Skin cell Band-Aid, monoclonal antibodies among experiments launched by SpaceX
A SpaceX Falcon 9 rocket beat the rain and launched at 5:08 a.m. Tuesday from Kennedy Space Center to bring 6,500 pounds of cargo that includes a variety of medical experiments to the International Space Station.
There was some doubt about the launch as weather reports gave only a 30% chance of favorable conditions, according to a Monday forecast from Cape Canaveral Space Force Station’s 45th Weather Squadron. But, the spacecraft lifted off almost exactly as scheduled.
The mission capped off a busy week for SpaceX, which saw successful Falcon 9 launches from Vandenberg Space Force Station in California for its Starlink program on Saturday, and from Canaveral with a Turkish communication satellite on Sunday, a record turnaround with just over 15 hours between launches.
The cargo mission is the 31st Falcon 9 launch in 2021, also a record, and the last planned for the year. It’s the 24th resupply mission for the company to the ISS since it began the service in 2012.
Among the experiments headed to space are a handheld bioprinter called Bioprint FirstAid that would use human skin cells to create a 3-D printed tissue Band-Aid of sorts.
The experiment run for the German Space Agency looks to demonstrate how space travelers can use their own skin cells to create a tissue-forming patch to cover wounds and speed up healing, something that will be vital to long-term space missions to the moon and Mars, said project manager Michael Becker.
“On human space exploration missions, skin injuries need to be treated quickly and effectively,” Becker said. “The personalized and individual bioprinting-based wound treatment could have a great benefit and is an important step for further personalized medicine in space and on Earth.”

DATA RECORDS —

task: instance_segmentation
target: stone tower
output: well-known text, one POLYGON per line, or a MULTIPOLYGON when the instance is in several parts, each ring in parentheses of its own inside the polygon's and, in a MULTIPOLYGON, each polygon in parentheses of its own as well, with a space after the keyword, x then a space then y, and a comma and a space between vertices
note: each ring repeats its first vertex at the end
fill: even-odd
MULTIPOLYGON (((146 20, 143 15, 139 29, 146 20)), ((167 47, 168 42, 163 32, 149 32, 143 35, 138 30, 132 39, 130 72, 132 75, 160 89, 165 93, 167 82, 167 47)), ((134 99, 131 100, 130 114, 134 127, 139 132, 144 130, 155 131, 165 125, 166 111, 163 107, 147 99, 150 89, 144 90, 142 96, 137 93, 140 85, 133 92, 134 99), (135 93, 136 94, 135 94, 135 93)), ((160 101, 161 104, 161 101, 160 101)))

BRIEF — Please proceed with the article on the SpaceX cargo launch to the space station, continuing on from its last sentence.

RESULT BELOW —
The experiment will also look at how the bioprinter could be used on Earth after the experiments are returned for study at Technical University Dresden in Germany.
Also flying up will be experiments that look at making monoclonal antibodies, and the challenges they have dissolving easily in liquids. Used as treatments for many human diseases including COVID-19, because of their tendency to remain crystallized, the treatment requires a clinical setting.
This experiment is for Merck Research Labs and focusing on cancer, with the ultimate goal of allowing the treatments at a doctor’s office as opposed to having to head to a hospital.
NASA’s Student Payload Opportunity with Citizen Science program will send up a study on antibiotic resistance in microgravity from Columbia University and an experiment from the University of Idaho that looks at how microgravity affects bacteria-resistant materials.
Other experiments headed to the ISS will look at heat-resistant alloys, potentially harmful microbe growth and human immunity, plant roots and shoots in microgravity in an effort to reduce stresses on their growth in space, and a commercial endeavor for Procter & Gamble’s product Tide Infinity, a fully degradable detergent specifically for use in space.